[Saved data entries]

=======

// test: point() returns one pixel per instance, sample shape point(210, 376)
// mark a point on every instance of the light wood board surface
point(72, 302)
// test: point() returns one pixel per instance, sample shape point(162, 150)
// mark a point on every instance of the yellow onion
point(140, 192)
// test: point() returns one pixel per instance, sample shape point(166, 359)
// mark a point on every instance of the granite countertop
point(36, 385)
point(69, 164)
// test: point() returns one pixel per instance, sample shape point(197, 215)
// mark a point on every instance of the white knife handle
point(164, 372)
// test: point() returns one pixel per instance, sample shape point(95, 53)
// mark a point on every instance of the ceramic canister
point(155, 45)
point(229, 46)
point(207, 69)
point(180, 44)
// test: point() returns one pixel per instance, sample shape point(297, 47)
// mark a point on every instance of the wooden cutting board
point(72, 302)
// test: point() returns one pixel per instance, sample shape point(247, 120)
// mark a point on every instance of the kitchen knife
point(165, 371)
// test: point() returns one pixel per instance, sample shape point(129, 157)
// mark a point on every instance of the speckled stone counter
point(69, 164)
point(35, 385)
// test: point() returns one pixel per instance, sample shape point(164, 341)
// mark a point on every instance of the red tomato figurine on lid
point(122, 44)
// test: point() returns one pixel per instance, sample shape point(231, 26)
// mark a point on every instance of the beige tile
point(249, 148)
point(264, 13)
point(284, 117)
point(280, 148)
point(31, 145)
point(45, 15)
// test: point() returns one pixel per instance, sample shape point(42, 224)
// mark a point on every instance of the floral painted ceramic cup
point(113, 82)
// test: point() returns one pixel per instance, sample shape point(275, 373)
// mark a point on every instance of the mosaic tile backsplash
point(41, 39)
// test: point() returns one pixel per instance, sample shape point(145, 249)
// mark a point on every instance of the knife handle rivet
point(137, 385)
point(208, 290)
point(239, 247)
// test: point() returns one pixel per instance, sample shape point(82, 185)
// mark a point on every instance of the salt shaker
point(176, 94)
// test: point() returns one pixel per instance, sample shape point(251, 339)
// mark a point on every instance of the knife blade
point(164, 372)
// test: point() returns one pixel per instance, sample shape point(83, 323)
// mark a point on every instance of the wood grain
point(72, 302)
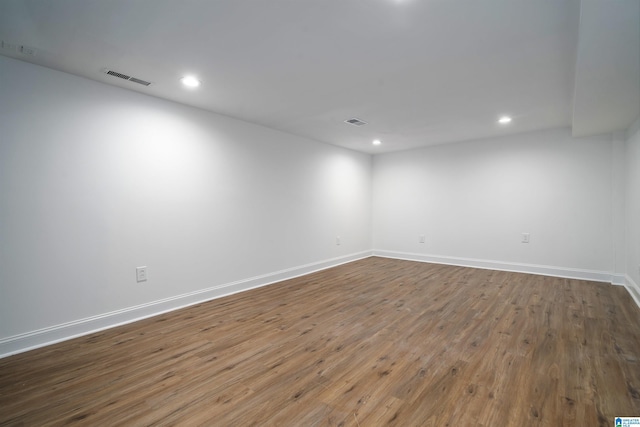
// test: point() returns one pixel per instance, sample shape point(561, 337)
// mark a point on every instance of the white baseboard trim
point(633, 289)
point(51, 335)
point(544, 270)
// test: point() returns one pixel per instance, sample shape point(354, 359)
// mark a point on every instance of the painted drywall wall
point(473, 200)
point(96, 180)
point(632, 207)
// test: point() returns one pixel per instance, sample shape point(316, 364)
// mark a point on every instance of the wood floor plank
point(373, 342)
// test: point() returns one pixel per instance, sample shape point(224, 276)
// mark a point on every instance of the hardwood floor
point(374, 342)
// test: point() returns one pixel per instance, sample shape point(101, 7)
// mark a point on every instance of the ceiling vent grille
point(126, 77)
point(356, 122)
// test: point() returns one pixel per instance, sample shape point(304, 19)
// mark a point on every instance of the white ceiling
point(420, 72)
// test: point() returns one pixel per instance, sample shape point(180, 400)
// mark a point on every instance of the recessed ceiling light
point(190, 81)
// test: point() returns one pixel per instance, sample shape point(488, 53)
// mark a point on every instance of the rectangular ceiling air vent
point(126, 77)
point(356, 122)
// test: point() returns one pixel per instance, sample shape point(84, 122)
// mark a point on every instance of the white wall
point(632, 199)
point(96, 180)
point(472, 200)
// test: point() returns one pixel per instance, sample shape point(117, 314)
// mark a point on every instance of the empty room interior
point(336, 212)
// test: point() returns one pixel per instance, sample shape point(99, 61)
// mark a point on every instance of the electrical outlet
point(141, 274)
point(8, 46)
point(27, 50)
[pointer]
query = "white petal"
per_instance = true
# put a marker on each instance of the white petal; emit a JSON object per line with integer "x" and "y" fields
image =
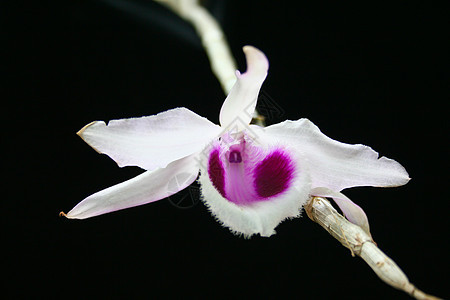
{"x": 148, "y": 187}
{"x": 257, "y": 217}
{"x": 333, "y": 164}
{"x": 151, "y": 142}
{"x": 238, "y": 108}
{"x": 351, "y": 211}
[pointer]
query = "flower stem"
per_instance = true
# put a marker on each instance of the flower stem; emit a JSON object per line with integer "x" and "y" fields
{"x": 354, "y": 238}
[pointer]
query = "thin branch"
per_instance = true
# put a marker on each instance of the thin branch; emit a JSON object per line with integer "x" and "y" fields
{"x": 214, "y": 42}
{"x": 354, "y": 238}
{"x": 318, "y": 209}
{"x": 212, "y": 36}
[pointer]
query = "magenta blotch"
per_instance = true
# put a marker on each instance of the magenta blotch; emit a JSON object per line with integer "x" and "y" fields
{"x": 216, "y": 172}
{"x": 246, "y": 174}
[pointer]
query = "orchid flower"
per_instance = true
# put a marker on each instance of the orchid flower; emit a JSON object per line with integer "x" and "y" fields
{"x": 252, "y": 178}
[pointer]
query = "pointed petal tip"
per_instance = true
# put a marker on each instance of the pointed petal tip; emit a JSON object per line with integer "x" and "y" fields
{"x": 80, "y": 132}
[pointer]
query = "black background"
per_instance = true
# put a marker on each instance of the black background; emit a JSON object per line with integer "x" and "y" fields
{"x": 373, "y": 74}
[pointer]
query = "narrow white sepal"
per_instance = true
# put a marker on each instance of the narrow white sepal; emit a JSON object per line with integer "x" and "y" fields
{"x": 334, "y": 164}
{"x": 151, "y": 142}
{"x": 237, "y": 109}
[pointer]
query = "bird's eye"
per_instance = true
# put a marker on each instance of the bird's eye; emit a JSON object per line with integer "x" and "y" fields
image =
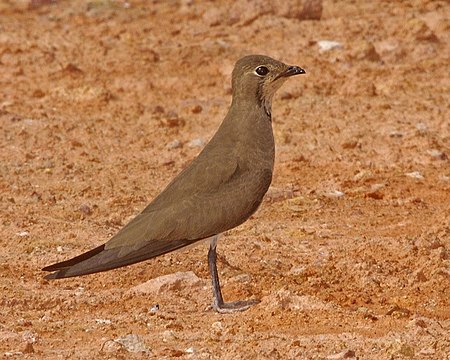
{"x": 261, "y": 71}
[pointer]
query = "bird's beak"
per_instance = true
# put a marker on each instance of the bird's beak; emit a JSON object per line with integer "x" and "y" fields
{"x": 291, "y": 71}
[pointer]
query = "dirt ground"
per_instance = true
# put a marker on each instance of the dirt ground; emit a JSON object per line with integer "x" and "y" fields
{"x": 103, "y": 102}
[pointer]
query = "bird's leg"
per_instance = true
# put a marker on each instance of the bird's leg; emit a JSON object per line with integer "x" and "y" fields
{"x": 218, "y": 304}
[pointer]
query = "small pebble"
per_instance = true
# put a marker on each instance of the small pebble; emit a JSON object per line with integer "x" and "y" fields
{"x": 175, "y": 144}
{"x": 196, "y": 143}
{"x": 416, "y": 175}
{"x": 326, "y": 45}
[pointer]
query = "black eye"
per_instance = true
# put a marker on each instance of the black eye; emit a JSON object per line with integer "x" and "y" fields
{"x": 262, "y": 70}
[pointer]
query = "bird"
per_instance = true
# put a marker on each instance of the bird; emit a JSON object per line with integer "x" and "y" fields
{"x": 219, "y": 190}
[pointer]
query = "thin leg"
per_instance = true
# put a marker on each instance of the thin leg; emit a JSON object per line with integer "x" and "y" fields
{"x": 218, "y": 304}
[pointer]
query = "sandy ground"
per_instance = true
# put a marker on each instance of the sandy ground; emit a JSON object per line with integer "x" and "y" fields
{"x": 103, "y": 102}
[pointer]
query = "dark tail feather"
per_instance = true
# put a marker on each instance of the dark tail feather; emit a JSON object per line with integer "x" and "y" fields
{"x": 65, "y": 264}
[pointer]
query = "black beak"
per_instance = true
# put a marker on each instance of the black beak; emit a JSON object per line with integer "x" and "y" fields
{"x": 291, "y": 71}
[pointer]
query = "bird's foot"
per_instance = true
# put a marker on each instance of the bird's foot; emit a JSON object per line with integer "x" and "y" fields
{"x": 231, "y": 307}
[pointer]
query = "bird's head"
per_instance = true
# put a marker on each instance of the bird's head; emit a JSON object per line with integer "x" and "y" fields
{"x": 256, "y": 78}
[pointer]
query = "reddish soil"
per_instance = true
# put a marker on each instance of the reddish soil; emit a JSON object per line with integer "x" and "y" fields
{"x": 103, "y": 102}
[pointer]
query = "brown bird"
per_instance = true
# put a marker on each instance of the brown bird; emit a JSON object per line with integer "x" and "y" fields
{"x": 218, "y": 191}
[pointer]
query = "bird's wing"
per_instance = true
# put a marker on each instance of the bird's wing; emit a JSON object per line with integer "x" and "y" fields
{"x": 157, "y": 232}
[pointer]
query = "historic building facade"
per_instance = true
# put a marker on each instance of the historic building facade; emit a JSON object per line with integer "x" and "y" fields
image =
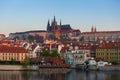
{"x": 109, "y": 51}
{"x": 61, "y": 31}
{"x": 8, "y": 53}
{"x": 97, "y": 36}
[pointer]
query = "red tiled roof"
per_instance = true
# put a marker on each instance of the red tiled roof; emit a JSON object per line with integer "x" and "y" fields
{"x": 7, "y": 49}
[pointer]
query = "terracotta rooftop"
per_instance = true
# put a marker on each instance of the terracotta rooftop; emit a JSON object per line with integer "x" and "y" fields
{"x": 7, "y": 49}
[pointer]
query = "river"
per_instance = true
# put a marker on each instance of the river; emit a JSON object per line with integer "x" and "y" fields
{"x": 73, "y": 75}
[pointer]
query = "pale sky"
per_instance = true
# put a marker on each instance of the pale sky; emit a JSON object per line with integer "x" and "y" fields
{"x": 25, "y": 15}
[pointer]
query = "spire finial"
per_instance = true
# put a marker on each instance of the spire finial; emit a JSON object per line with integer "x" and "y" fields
{"x": 60, "y": 22}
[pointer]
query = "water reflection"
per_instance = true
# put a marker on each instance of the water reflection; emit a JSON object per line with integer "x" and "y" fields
{"x": 73, "y": 75}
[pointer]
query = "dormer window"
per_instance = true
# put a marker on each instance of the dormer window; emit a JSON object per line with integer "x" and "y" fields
{"x": 76, "y": 47}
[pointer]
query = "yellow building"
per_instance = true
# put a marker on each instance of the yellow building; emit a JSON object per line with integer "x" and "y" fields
{"x": 8, "y": 53}
{"x": 109, "y": 52}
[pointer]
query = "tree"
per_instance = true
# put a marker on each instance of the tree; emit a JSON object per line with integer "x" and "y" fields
{"x": 54, "y": 53}
{"x": 26, "y": 62}
{"x": 31, "y": 38}
{"x": 45, "y": 53}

=======

Instructions to follow:
Among the lines above, find each one containing the string "historic" and copy it.

Task answer:
query = "historic building facade"
# put a marker on each instance of the historic building facade; emit a JSON object per line with integer "x" and "y" fields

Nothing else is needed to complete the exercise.